DATA PROVIDED:
— Start —
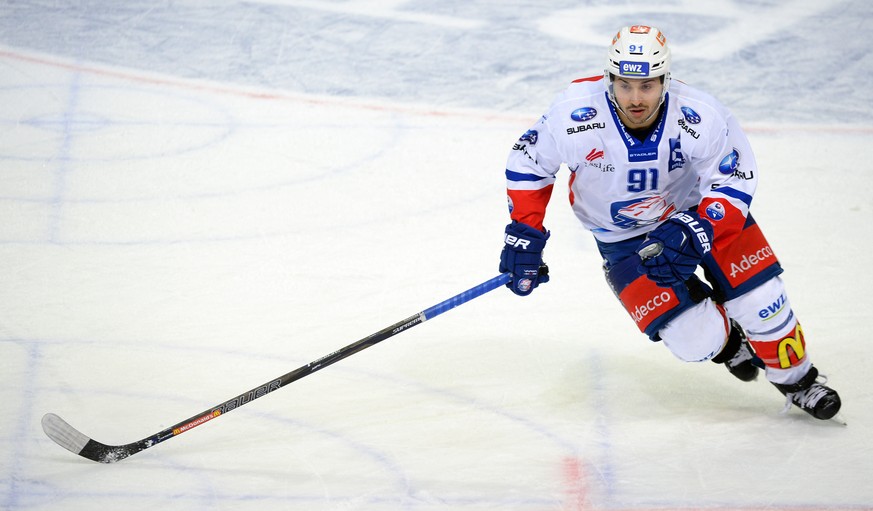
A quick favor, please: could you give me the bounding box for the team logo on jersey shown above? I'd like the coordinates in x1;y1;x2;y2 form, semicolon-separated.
570;106;597;122
519;130;540;145
667;137;685;172
610;195;676;229
585;148;605;162
706;201;725;222
680;106;700;124
718;147;740;174
618;60;649;76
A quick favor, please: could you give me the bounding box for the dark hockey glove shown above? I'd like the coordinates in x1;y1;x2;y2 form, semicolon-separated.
500;220;549;296
637;211;712;287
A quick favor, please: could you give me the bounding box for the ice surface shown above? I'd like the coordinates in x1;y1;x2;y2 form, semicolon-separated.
0;0;873;511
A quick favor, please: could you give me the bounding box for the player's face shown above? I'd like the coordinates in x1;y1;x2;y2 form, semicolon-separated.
612;77;664;129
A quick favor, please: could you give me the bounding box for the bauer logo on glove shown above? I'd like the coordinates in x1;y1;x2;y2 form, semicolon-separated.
637;211;712;287
500;221;549;296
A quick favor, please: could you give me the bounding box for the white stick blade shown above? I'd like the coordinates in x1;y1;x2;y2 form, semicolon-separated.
42;413;91;454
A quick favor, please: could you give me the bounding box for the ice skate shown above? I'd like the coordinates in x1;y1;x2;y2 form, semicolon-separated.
773;367;842;420
712;320;763;381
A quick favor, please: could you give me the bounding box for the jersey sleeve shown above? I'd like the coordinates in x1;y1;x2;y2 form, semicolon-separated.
506;116;561;230
698;113;758;250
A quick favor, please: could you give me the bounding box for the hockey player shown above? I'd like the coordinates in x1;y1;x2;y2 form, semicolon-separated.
500;25;841;419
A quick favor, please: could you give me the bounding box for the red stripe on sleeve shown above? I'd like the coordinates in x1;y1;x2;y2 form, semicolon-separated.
506;185;554;230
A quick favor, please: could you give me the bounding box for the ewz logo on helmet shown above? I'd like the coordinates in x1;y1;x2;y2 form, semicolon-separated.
618;60;649;76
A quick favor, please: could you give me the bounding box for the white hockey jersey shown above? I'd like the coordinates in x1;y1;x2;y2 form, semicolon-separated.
506;76;758;251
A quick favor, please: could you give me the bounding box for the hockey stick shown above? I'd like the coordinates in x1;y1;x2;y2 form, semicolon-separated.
42;273;510;463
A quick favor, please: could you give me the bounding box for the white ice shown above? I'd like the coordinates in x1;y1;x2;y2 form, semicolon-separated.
0;0;873;511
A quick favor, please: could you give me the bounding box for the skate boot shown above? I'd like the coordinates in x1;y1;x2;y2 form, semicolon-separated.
773;367;842;420
712;320;764;381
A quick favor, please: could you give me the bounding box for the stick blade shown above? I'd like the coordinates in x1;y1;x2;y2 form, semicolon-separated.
42;413;133;463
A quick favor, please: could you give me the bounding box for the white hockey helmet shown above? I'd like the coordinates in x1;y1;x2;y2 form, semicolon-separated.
606;25;670;111
606;25;670;82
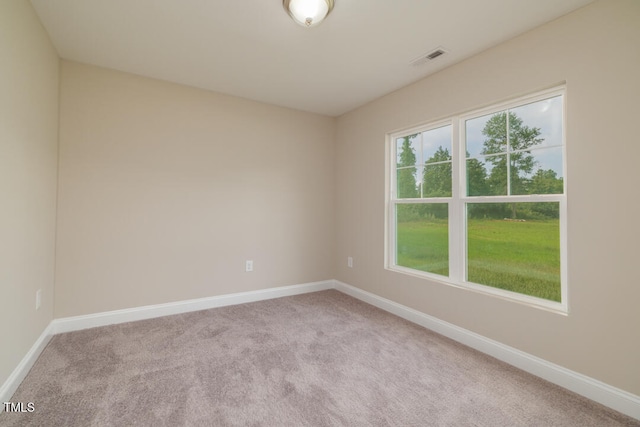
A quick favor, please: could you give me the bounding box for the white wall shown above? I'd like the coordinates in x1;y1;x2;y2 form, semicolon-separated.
335;0;640;395
0;0;59;384
55;61;336;317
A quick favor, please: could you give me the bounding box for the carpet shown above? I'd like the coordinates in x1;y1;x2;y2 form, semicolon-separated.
0;290;640;427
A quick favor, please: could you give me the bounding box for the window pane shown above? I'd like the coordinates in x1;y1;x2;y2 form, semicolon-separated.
397;167;422;199
422;125;451;163
467;202;561;301
422;162;451;197
465;114;492;157
396;134;422;168
467;154;508;196
396;203;449;276
509;96;562;147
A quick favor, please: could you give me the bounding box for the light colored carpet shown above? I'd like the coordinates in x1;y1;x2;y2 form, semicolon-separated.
0;291;640;427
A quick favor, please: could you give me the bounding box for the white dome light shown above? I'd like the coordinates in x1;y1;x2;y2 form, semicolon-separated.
282;0;334;27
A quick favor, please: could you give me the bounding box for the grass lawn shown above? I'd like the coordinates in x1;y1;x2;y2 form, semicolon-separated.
397;219;560;301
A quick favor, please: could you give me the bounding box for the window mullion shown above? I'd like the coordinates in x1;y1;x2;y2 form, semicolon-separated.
449;117;466;282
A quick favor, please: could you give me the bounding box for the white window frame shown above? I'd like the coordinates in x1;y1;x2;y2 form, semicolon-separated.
385;85;569;314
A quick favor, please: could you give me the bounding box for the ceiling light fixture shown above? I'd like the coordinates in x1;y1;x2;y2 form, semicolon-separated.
282;0;335;27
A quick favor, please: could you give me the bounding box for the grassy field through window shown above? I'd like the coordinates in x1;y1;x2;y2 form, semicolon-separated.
397;219;561;301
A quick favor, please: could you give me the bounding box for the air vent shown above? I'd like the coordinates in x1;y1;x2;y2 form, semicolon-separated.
409;47;447;67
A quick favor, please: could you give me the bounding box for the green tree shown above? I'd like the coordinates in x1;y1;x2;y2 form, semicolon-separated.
397;135;420;198
422;146;451;218
529;169;564;194
481;111;544;218
422;146;451;197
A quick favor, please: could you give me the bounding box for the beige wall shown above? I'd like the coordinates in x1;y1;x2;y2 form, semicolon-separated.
55;61;336;317
0;0;58;385
335;0;640;395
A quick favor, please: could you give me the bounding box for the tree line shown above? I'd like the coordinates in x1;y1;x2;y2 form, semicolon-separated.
397;111;564;221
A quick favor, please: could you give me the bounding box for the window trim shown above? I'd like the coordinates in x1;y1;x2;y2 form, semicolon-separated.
384;84;569;315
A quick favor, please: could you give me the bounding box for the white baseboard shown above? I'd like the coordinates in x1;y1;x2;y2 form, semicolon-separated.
0;323;53;412
334;280;640;420
0;280;640;420
51;280;334;334
0;280;334;412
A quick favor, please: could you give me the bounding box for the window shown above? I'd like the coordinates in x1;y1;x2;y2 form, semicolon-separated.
386;88;567;312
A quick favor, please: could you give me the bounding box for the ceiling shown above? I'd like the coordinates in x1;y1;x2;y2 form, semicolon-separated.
31;0;593;116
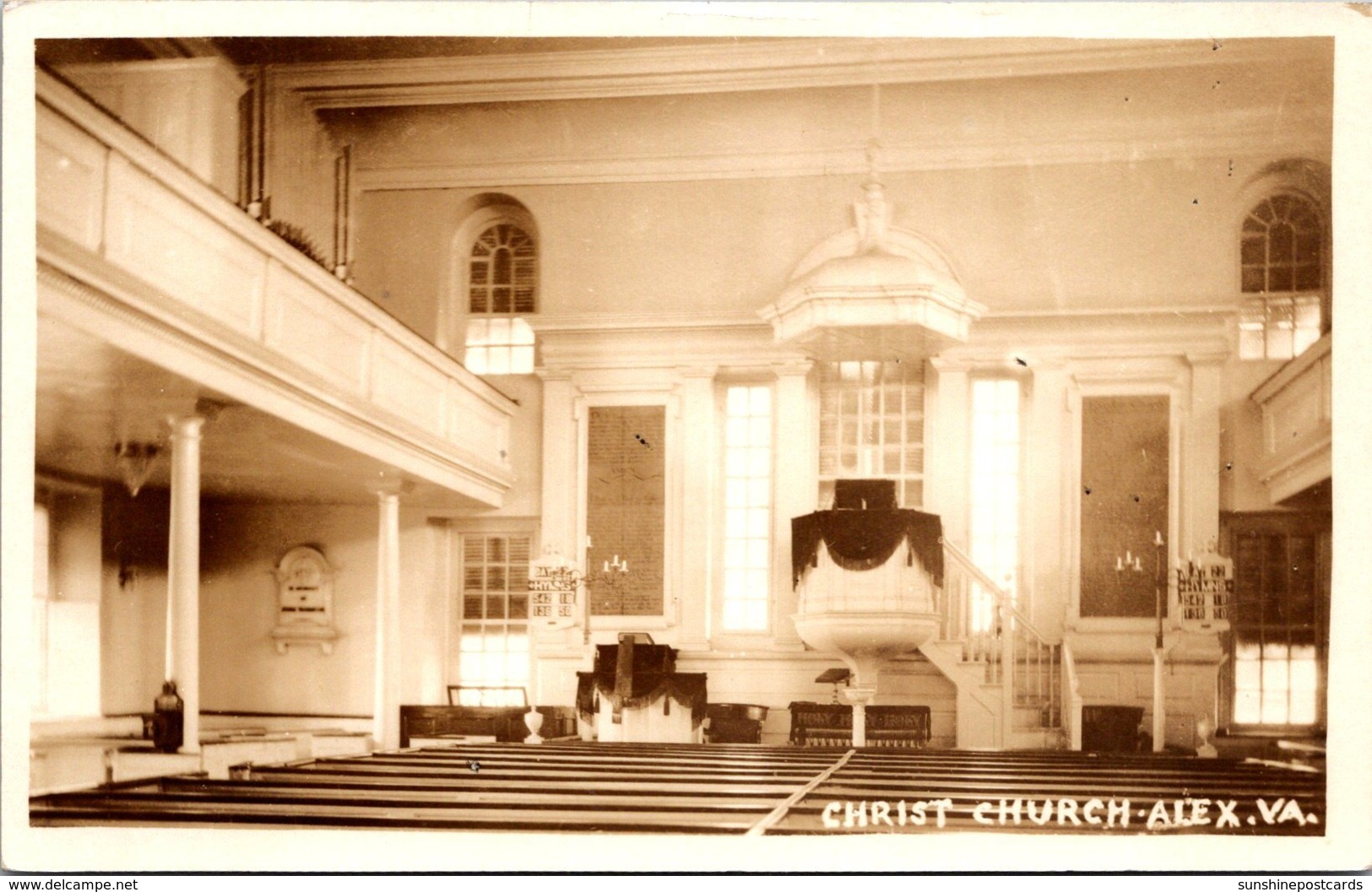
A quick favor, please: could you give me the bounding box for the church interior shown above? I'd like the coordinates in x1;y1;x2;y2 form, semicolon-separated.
7;17;1361;856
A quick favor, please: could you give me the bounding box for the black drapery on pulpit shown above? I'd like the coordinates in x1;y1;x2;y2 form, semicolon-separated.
790;508;942;586
577;634;708;743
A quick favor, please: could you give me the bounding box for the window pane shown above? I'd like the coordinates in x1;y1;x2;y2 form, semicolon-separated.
720;386;773;631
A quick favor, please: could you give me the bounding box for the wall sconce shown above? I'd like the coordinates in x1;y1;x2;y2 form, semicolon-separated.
114;441;160;495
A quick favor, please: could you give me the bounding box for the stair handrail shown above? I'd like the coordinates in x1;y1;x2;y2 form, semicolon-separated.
942;538;1055;645
1062;637;1082;749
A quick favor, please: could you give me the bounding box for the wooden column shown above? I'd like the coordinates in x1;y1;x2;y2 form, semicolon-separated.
676;366;719;651
371;479;412;749
773;362;819;651
166;414;206;752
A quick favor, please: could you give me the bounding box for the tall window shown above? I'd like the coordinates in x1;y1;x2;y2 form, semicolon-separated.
972;379;1019;630
1229;513;1330;726
457;535;529;705
1239;193;1326;360
465;222;538;375
722;386;773;631
819;361;925;508
1080;395;1172;619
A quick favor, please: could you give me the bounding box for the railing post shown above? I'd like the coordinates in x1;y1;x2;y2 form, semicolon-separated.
997;604;1016;749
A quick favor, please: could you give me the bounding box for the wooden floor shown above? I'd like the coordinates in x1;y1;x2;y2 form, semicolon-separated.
30;743;1326;835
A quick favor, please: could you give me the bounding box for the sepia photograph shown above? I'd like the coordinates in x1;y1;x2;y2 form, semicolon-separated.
0;0;1372;874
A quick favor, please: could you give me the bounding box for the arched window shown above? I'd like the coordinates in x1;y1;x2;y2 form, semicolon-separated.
454;203;538;375
468;222;536;313
1239;192;1328;360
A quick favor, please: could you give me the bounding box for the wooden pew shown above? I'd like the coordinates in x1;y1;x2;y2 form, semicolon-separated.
790;701;931;748
30;743;1326;835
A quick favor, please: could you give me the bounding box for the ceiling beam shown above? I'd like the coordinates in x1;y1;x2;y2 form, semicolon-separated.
269;39;1332;108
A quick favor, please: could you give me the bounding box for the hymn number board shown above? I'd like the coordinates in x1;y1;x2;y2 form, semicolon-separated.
529;561;577;627
1177;553;1234;631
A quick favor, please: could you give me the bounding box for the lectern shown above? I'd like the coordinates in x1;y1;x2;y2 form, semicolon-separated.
577;633;707;743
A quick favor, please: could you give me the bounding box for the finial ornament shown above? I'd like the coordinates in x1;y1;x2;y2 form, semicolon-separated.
854;140;891;254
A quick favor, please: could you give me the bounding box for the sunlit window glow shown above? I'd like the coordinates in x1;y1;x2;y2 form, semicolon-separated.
463;317;534;375
970;379;1019;631
722;386;773;631
456;535;529;705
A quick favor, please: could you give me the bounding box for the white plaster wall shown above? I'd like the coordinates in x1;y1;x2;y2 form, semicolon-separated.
200;502;442;715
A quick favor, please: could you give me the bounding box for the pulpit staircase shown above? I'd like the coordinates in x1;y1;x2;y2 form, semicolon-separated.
920;539;1082;749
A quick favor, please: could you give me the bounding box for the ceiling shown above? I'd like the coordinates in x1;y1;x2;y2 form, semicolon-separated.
35;316;478;509
35;37;737;66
— End —
WRITTEN TASK: Give, as a numbered list with blank lines omitted, the lines from the one containing "for the arched" to the one containing "920;539;1082;749", both included.

RESPONSE TO THE EXERCISE:
1. A quick favor, please: could you give me the bounding box for the arched window shown above? I'd like the coordinates in x1;y1;x2;y2 form, semicolon-separated.
2. 454;203;538;375
3. 468;222;536;313
4. 1239;192;1328;360
5. A quick favor, please: could you give me the bounding box for the wooden pew shown above? I'd like the coordinates in x1;y1;x2;y2 form, semicolon-separated.
6. 790;701;931;748
7. 30;743;1326;835
8. A quick favor, please: could you give me the bounding box for the ceiling beam shown above? I'd like the coordinates in x1;y1;x2;y2 form, semicolon-separated.
9. 269;39;1332;108
10. A quick favor, please: could you give me the bounding box for the hymn number board shown above? I'd like the coordinates in x1;y1;x2;y2 form, semicolon-separated.
11. 529;561;577;627
12. 1177;553;1234;631
13. A quick favor, please: could you give me the bounding box for the lectern shown above? I'd like the coordinates in x1;y1;x2;y2 form, semicolon-separated.
14. 577;633;707;743
15. A quick favor, please: could you give me the bounding box for the finial ornament shown above? I'd like the coordinates in x1;y1;x2;y2 form, semicolon-separated.
16. 854;140;891;254
17. A quick favor, please: could you give me the bounding box for the sunlit window glow shown above? I'd like the coordinates in x1;y1;x2;y2 form, semicolon-separated.
18. 463;317;534;375
19. 970;379;1019;631
20. 722;386;773;631
21. 456;535;529;705
22. A quick favor, please: could you give me the bounding box for the white plaster wall shown above? I'd like the coordinates in x1;y1;x2;y2 form, semicolon-separated.
23. 200;502;442;715
24. A quick favor, please: could you give me the bounding box for the pulpit staircase shown above? I'd like the coordinates in x1;y1;x2;y2 form, semicolon-separated.
25. 920;539;1082;749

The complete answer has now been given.